Find every line below that contains the string "spaces" and copy each of those lines. Case counts.

> Provided entries
** START **
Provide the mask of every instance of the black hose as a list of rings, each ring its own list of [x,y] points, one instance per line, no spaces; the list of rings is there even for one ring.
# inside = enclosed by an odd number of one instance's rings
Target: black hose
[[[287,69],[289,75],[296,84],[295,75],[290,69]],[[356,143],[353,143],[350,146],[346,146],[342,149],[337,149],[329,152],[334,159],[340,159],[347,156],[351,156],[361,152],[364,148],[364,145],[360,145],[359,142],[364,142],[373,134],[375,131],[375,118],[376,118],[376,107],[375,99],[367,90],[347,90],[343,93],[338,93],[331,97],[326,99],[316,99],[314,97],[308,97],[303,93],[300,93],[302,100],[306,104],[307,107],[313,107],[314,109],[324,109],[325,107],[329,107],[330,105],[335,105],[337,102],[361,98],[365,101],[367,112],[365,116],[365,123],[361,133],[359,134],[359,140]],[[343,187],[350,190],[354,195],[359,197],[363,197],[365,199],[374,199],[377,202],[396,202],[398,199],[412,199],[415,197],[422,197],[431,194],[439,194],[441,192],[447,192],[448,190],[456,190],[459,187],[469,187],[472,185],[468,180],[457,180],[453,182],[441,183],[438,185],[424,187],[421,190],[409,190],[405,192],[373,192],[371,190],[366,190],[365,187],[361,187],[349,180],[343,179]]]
** END **
** START **
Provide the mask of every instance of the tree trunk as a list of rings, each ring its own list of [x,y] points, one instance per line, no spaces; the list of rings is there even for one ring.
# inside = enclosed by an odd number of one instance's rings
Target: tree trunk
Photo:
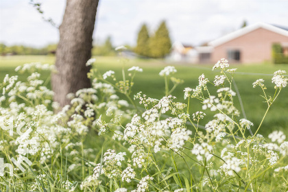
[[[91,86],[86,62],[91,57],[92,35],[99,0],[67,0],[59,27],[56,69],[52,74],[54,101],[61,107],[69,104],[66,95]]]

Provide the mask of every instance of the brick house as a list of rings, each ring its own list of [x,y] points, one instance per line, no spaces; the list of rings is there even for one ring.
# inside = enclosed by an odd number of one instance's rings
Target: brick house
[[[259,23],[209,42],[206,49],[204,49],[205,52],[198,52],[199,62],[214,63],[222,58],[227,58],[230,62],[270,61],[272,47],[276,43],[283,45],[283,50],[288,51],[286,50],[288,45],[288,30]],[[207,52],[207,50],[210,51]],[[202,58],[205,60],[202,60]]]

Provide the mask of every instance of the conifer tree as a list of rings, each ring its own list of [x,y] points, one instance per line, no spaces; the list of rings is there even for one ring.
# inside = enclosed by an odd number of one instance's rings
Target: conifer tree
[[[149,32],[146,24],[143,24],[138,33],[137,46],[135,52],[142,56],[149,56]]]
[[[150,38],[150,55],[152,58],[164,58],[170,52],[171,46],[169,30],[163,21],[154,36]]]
** END **
> Reply to the task
Provide the mask of every instance of the black hose as a list of rings, each ring its own list of [x,y] points, one instance per line, no spaces; the list of rings is there even for one ring.
Provide the mask of every instance of the tree trunk as a list of rings, each ring its own list of [x,y] points, one instance per line, no spaces; the list of rings is there even for one ring.
Provide the mask of every instance of the brick house as a list of rings, each ring its own list of [x,y] points, one instance per line, no spaces; the list of rings is there even for one ring.
Provide the mask of every instance of the conifer tree as a list of rings, each ring its own list of [x,y] points, one instance per line, no spaces; the list of rings is there even for one ring.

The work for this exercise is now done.